(SET EXERCISE): Return each of the following lines verbatim, with no changes.

(INFORMATION SHOWN):
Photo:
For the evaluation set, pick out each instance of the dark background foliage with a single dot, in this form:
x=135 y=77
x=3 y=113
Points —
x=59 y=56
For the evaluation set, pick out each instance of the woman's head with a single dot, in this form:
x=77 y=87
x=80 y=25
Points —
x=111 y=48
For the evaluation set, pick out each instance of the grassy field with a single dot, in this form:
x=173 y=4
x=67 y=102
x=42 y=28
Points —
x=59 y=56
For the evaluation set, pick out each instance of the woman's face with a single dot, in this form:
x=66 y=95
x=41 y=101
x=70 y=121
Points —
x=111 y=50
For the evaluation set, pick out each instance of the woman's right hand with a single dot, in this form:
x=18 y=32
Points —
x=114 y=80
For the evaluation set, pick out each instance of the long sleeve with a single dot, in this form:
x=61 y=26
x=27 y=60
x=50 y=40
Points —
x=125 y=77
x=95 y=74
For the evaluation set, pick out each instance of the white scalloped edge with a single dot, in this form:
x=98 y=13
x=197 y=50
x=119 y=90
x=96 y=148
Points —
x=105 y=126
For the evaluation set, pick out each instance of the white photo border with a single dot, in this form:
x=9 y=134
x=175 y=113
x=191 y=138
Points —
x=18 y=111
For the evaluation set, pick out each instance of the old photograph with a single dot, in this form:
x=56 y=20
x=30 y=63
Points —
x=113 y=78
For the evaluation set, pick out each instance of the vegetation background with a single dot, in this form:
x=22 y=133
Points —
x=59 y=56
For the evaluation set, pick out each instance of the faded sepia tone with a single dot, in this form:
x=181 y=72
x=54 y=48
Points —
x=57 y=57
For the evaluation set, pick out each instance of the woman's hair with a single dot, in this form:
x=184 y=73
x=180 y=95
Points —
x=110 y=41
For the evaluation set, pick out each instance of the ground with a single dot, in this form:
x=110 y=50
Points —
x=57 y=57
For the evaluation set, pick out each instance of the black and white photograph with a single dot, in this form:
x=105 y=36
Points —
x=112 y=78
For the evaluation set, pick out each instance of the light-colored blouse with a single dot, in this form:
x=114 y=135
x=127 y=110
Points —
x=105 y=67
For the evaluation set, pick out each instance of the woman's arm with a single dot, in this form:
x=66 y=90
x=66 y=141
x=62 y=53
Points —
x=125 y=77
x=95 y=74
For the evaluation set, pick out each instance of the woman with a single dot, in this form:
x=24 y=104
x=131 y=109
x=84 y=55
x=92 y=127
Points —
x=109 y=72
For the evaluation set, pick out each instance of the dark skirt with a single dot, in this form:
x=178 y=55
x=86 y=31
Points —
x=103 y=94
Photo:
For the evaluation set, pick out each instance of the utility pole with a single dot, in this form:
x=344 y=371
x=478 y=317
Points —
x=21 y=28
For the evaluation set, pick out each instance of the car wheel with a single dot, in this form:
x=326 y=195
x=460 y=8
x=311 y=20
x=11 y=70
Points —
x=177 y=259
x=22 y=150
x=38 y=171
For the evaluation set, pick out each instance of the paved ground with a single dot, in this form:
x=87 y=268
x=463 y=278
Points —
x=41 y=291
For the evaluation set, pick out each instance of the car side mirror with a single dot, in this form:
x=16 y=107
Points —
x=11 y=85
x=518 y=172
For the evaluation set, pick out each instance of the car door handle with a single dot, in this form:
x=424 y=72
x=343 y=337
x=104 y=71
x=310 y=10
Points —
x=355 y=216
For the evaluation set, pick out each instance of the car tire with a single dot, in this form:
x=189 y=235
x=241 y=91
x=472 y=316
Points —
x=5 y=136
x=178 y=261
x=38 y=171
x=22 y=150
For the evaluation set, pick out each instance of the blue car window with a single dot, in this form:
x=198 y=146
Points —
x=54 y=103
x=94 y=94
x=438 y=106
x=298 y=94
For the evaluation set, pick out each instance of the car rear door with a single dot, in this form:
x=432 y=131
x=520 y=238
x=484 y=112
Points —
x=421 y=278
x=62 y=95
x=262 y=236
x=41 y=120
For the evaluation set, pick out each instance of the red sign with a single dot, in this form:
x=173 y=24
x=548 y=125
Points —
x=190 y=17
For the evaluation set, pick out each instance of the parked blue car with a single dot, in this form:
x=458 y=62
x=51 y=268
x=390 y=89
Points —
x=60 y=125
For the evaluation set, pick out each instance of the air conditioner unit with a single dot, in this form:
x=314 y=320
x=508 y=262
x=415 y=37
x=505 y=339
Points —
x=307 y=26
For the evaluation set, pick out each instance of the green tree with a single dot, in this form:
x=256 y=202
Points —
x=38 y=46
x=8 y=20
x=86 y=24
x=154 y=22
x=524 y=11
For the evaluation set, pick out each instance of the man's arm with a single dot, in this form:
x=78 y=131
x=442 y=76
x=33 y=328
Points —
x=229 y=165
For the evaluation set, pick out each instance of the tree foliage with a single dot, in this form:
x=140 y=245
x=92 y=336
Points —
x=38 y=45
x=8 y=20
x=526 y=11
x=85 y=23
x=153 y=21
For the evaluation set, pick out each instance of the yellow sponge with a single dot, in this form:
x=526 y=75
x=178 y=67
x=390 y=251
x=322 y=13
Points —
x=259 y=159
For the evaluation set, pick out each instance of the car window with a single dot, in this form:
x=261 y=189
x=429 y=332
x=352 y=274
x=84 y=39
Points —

(OUTPUT OF THE TASK):
Photo:
For the evaluation set, pick out each instance of the dark background foliage with a single dot, in this form:
x=135 y=77
x=3 y=113
Points —
x=59 y=56
For the evaluation set, pick out each instance of the woman's head with a single dot, in this form:
x=77 y=87
x=80 y=25
Points —
x=111 y=48
For the evaluation set, pick out each instance of the grassy field with a single dot, in this form:
x=173 y=4
x=67 y=102
x=42 y=28
Points —
x=59 y=56
For the evaluation set, pick out each instance of the woman's face with a single dot, in this form:
x=66 y=95
x=41 y=101
x=70 y=121
Points —
x=111 y=50
For the evaluation set, pick out each instance of the woman's right hand with a single dot, in this form:
x=18 y=32
Points —
x=114 y=80
For the evaluation set, pick out each instance of the long sleeve with a single dot, in this form:
x=61 y=26
x=27 y=60
x=50 y=40
Points —
x=125 y=77
x=95 y=74
For the evaluation set, pick out each instance of the white scalloped edge with a single dot, in this form:
x=98 y=13
x=197 y=50
x=119 y=90
x=96 y=148
Points —
x=105 y=126
For the evaluation set, pick out each instance of the white photo border with a single dot, in this form:
x=9 y=134
x=175 y=113
x=191 y=138
Points —
x=18 y=111
For the evaluation set, pick out each instance of the old photograph with a single dot, in this form:
x=56 y=20
x=30 y=63
Points —
x=113 y=78
For the evaluation set, pick out each instance of the vegetation background with a single dot, in this form:
x=22 y=133
Points —
x=59 y=56
For the evaluation set, pick out each instance of the faded sepia tone with a single dot, in this form:
x=181 y=72
x=54 y=48
Points —
x=57 y=57
For the evaluation set, pick out each instance of the woman's hair with a single dot, in this form:
x=184 y=73
x=180 y=95
Points —
x=110 y=41
For the evaluation set, pick out each instance of the ground with a single dot, in this form:
x=110 y=50
Points —
x=57 y=57
For the evaluation set, pick out each instance of the black and white photograph with a single dot, in this form:
x=105 y=36
Points —
x=112 y=78
For the evaluation set, pick out each instance of the light-colored blouse with a single dot, in this form:
x=114 y=135
x=127 y=110
Points —
x=105 y=67
For the evaluation set, pick out each instance of the woman's arm with a single dot, in this form:
x=66 y=90
x=66 y=141
x=62 y=53
Points —
x=125 y=77
x=95 y=74
For the evaluation set, pick out each instance of the woman with a single dot, in this form:
x=24 y=104
x=131 y=109
x=84 y=55
x=92 y=127
Points —
x=109 y=72
For the evaluation set, pick out each instance of the dark skirt with a single dot, in this form:
x=178 y=55
x=86 y=31
Points —
x=103 y=94
Photo:
For the evaluation set, pick out each instance of the utility pole with a single dot, in this form:
x=344 y=371
x=478 y=317
Points —
x=21 y=28
For the evaluation set, pick out each instance of the car wheel with a single dot, in this form:
x=326 y=195
x=460 y=8
x=311 y=20
x=11 y=70
Points —
x=177 y=259
x=22 y=150
x=38 y=171
For the evaluation set, pick out each instance of the paved ground with a single dot, in this form:
x=87 y=268
x=463 y=278
Points —
x=41 y=291
For the evaluation set, pick out each instance of the car side mirror with a single dot, in this form:
x=16 y=107
Points —
x=11 y=85
x=518 y=172
For the evaluation set, pick out each instance of the car door handle with a single dot, in this form:
x=424 y=72
x=343 y=337
x=104 y=71
x=310 y=10
Points —
x=355 y=216
For the evaluation set, pick out each instance of the car tire with a single dot, in this form:
x=189 y=235
x=241 y=91
x=472 y=316
Points —
x=5 y=136
x=178 y=261
x=38 y=171
x=22 y=150
For the evaluation set, pick out each instance of the blue car window with a single dot, in this form:
x=198 y=146
Points —
x=54 y=103
x=94 y=94
x=438 y=106
x=298 y=94
For the evaluation set, pick out each instance of the car rear door with a single dot, in this form:
x=432 y=131
x=520 y=238
x=484 y=112
Points —
x=421 y=278
x=62 y=95
x=262 y=236
x=41 y=120
For the evaluation set, pick out each instance of the red sign with a single dot, in this form:
x=173 y=24
x=548 y=125
Points —
x=190 y=17
For the evaluation set, pick out each instance of the parked blue car with a single dot, in this form:
x=458 y=62
x=51 y=268
x=390 y=89
Points —
x=60 y=125
For the evaluation set, pick out each instance of the air conditioner unit with a single dot, in this form:
x=314 y=320
x=508 y=262
x=415 y=37
x=505 y=339
Points —
x=307 y=26
For the evaluation set, pick out each instance of the green tree with a single dot, in this form:
x=256 y=202
Points —
x=38 y=46
x=8 y=20
x=86 y=24
x=154 y=22
x=524 y=11
For the evaluation set, pick out each instance of the man's arm with a single dot, in this form:
x=78 y=131
x=442 y=76
x=33 y=328
Points —
x=229 y=165
For the evaluation set, pick out each instance of the tree foliage with a single dot, in this form:
x=140 y=245
x=92 y=336
Points —
x=38 y=45
x=8 y=20
x=526 y=11
x=85 y=23
x=153 y=21
For the evaluation set, pick out each instance of the yellow sponge with a single dot, in this form:
x=526 y=75
x=178 y=67
x=390 y=251
x=322 y=13
Points —
x=259 y=159
For the evaluation set, pick out each instance of the car window with a single dot, in this form:
x=261 y=189
x=429 y=332
x=352 y=274
x=84 y=39
Points —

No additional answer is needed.